EXCERPT TO READ -
☆ ☆ ☆ ☆ ☆ ☆ ☆

Brilliant Book April 28, 2008 6 out of 6 found this review helpful
Greg Gibson is a superb writer and has succeeded in combining the multifarious strands of a twisted plot to give us a riveting account of a fascinating episode in the life of an American icon. A must-read -- I finished in one flight from NY to SF. Buy it now and give copies to any friends who can read. They will kiss your feet.
Hubert's Dime Museum: a moment in [New York] time April 16, 2008 4 out of 4 found this review helpful
Greg Gibson has captured a moment in the slippy-slidey story of Times Square by ressurecting the red-fronted phenomenon of Hubert's Dime Museum, which lived in the time after 42nd St was the center for legitimate theater but before it crashed and forced the City Fathers to scrub the fun out of it. He uses the story of a neurotic antiquarian book dealer who winkled out trunksful of leftover stuff and the Diane Arbus photographs that were in it, to weave a rich ohmigod, New York story that I had thought was no longer available in these low-cholesterol times. If New York in the middle of the 20th century meant anything to you, you need to read this. (Remember Prof. Heckler's flea circus?)

☆ ☆ ☆ ☆ ☆ ☆ ☆

RECORDS SUPPLIED -
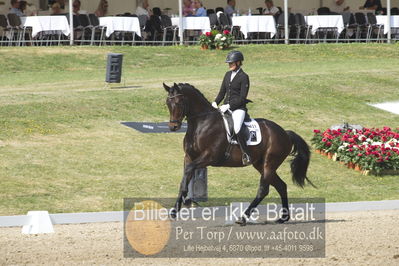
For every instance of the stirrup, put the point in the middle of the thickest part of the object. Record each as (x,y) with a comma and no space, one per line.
(246,160)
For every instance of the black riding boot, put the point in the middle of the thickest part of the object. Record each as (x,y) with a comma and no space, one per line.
(246,160)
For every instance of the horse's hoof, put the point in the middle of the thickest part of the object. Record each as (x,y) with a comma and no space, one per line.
(242,221)
(187,203)
(173,214)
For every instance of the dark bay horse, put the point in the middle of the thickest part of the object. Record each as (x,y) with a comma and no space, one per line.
(205,144)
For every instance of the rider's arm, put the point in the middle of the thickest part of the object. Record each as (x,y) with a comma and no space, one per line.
(237,102)
(222,91)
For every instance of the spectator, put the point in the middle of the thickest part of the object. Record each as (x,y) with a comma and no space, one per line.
(230,8)
(15,8)
(61,3)
(56,9)
(200,10)
(142,8)
(339,7)
(22,7)
(102,8)
(188,8)
(372,5)
(270,8)
(76,7)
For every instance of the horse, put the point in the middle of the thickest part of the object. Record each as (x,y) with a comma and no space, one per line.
(205,144)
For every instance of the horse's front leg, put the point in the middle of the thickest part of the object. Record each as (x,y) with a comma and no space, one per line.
(189,168)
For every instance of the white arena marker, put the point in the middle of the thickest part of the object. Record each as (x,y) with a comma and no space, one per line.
(40,223)
(392,107)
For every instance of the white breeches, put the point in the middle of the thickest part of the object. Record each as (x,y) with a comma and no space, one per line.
(238,118)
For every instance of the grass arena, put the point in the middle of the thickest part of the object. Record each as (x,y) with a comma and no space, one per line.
(63,149)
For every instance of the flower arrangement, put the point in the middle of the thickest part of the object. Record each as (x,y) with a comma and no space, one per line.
(371,149)
(215,39)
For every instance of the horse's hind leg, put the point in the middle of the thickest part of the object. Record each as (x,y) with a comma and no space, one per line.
(189,169)
(281,188)
(263,191)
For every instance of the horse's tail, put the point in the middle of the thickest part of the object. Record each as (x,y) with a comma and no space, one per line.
(300,163)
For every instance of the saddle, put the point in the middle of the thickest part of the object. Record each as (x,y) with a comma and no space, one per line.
(250,126)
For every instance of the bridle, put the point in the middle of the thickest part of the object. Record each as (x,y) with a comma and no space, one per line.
(184,109)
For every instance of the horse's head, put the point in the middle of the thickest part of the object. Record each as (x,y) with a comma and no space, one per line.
(176,105)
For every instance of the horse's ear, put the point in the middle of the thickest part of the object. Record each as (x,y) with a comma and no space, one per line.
(166,87)
(176,87)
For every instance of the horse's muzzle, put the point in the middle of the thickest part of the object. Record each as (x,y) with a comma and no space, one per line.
(174,125)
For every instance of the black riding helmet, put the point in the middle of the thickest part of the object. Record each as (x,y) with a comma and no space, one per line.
(234,56)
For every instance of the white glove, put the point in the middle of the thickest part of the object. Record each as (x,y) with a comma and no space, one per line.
(224,108)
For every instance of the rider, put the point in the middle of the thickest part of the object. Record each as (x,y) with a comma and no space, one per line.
(235,87)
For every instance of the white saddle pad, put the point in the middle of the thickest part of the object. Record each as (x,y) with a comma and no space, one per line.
(255,136)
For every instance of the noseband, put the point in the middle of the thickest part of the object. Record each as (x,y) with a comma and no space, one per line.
(184,109)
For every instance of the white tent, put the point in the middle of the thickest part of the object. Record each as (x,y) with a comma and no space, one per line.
(285,3)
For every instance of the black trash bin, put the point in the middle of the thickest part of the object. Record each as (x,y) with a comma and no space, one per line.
(114,68)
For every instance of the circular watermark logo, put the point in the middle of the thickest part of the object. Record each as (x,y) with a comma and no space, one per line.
(148,227)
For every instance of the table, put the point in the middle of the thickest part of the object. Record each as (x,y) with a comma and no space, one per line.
(325,21)
(382,20)
(46,23)
(113,24)
(193,23)
(255,24)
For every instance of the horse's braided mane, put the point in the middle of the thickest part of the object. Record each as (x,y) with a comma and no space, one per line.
(187,86)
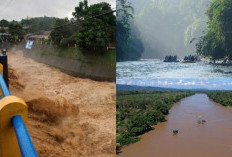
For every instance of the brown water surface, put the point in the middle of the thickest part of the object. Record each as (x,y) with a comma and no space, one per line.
(212,139)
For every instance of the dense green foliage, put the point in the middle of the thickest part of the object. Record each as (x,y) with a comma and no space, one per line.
(4,23)
(97,33)
(137,111)
(62,33)
(129,43)
(168,26)
(16,30)
(216,44)
(222,97)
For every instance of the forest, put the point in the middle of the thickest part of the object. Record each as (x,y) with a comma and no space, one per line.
(138,111)
(216,42)
(129,43)
(91,35)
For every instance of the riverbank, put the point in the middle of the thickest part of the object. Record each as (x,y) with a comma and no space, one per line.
(68,116)
(100,67)
(211,139)
(138,111)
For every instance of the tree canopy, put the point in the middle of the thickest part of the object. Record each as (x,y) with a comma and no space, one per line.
(16,29)
(61,32)
(95,34)
(129,43)
(216,43)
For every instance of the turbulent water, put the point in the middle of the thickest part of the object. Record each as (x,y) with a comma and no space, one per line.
(68,116)
(211,139)
(160,69)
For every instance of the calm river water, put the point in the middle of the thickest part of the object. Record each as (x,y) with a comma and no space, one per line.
(212,139)
(159,69)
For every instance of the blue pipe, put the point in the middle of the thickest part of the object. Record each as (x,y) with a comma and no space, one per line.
(25,144)
(4,88)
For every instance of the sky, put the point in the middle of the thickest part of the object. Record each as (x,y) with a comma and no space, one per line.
(18,9)
(209,84)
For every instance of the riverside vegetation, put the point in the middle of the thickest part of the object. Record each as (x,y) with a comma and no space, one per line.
(221,97)
(138,111)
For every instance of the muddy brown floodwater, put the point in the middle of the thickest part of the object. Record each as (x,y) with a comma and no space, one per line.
(68,116)
(212,139)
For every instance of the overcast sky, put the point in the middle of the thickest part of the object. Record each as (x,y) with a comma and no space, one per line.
(18,9)
(209,84)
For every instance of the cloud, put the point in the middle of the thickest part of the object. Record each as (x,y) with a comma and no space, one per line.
(18,9)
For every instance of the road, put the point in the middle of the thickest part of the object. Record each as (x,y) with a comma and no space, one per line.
(68,116)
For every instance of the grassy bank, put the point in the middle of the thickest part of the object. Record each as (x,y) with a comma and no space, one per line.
(221,97)
(138,111)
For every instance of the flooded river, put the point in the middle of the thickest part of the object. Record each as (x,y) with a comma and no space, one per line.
(159,69)
(212,139)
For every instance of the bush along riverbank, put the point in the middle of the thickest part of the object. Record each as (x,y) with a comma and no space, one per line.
(221,97)
(138,111)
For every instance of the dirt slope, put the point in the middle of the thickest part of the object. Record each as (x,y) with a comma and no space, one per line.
(68,116)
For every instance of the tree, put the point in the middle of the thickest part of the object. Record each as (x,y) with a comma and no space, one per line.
(97,33)
(2,30)
(61,32)
(129,43)
(16,29)
(4,23)
(216,44)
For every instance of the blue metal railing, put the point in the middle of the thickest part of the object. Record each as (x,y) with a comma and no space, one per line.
(4,88)
(25,144)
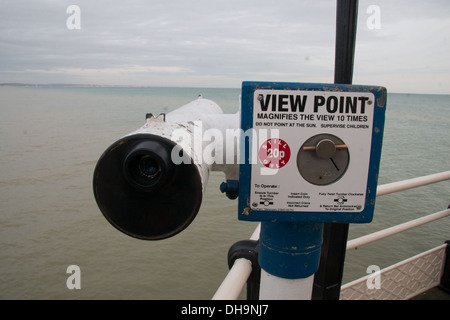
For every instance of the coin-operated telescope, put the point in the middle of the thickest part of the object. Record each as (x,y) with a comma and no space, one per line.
(150,183)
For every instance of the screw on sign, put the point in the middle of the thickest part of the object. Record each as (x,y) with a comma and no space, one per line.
(274,153)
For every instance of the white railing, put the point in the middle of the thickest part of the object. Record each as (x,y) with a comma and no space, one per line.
(234,282)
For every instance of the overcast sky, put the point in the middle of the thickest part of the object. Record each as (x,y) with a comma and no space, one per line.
(220,43)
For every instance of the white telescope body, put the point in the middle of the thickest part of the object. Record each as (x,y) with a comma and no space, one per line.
(150,183)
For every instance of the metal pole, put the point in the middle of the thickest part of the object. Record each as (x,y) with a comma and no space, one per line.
(328,278)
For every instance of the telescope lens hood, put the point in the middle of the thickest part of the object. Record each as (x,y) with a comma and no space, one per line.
(141,192)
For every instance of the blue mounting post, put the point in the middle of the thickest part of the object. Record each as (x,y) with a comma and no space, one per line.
(289,254)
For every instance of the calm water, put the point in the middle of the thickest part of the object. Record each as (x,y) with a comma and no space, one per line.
(51,139)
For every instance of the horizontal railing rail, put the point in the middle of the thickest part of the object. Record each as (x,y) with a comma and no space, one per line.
(238,274)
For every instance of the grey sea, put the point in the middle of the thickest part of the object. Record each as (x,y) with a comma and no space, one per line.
(52,137)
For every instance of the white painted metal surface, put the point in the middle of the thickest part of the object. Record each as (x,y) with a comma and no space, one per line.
(236,278)
(400,281)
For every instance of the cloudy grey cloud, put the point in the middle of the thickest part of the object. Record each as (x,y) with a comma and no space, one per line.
(221,43)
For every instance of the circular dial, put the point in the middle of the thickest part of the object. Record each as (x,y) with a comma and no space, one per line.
(323,159)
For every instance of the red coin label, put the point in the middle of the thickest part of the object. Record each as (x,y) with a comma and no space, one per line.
(274,153)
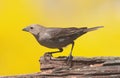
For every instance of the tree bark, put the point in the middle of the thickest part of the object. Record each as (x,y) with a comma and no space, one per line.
(56,67)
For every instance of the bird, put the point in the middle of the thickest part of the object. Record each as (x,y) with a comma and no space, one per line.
(57,37)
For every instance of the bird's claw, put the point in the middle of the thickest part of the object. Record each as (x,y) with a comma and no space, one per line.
(69,60)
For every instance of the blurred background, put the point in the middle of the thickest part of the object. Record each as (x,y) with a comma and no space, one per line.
(20,52)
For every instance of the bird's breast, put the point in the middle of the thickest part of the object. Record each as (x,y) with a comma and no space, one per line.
(54,43)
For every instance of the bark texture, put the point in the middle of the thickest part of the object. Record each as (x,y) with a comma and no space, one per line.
(96,67)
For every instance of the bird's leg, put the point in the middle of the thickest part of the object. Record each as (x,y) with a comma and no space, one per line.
(70,57)
(49,54)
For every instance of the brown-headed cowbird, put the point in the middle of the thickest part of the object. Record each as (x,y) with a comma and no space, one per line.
(53,37)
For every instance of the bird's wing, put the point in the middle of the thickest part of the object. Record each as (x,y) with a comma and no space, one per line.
(66,32)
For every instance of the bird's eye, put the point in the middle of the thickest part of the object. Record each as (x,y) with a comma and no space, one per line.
(31,27)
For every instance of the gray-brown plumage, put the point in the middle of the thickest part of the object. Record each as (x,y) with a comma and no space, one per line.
(57,37)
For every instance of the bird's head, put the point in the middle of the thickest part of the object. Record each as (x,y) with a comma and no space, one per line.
(33,29)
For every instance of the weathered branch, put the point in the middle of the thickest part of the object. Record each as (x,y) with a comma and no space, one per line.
(96,67)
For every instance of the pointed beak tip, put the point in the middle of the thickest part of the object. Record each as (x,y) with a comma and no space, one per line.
(24,29)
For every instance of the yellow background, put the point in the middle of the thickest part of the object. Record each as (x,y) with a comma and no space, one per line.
(20,52)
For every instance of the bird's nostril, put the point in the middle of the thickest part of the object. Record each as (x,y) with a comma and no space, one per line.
(24,29)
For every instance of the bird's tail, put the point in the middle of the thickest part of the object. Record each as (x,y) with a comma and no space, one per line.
(93,28)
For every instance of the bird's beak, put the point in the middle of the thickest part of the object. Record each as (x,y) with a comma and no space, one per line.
(25,29)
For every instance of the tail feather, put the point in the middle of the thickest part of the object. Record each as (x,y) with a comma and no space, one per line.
(93,28)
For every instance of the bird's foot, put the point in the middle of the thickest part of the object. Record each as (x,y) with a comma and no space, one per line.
(69,60)
(48,55)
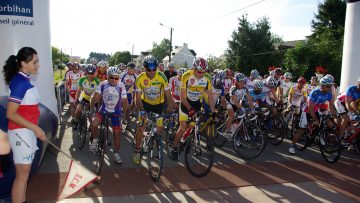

☆ ☆ ☆ ☆ ☆ ☆ ☆

TASK REQUIREMENTS -
Answer these questions from the book reviews:
1. On what date was the review titled "Brilliant Book" posted?
2. On a flight between which two cities did the first reviewer finish the book?
3. Which museum does the second review say Greg Gibson resurrects?
The data has no connection to the book reviews.

COMPLETE ANSWER -
1. April 28, 2008
2. NY and SF
3. Hubert's Dime Museum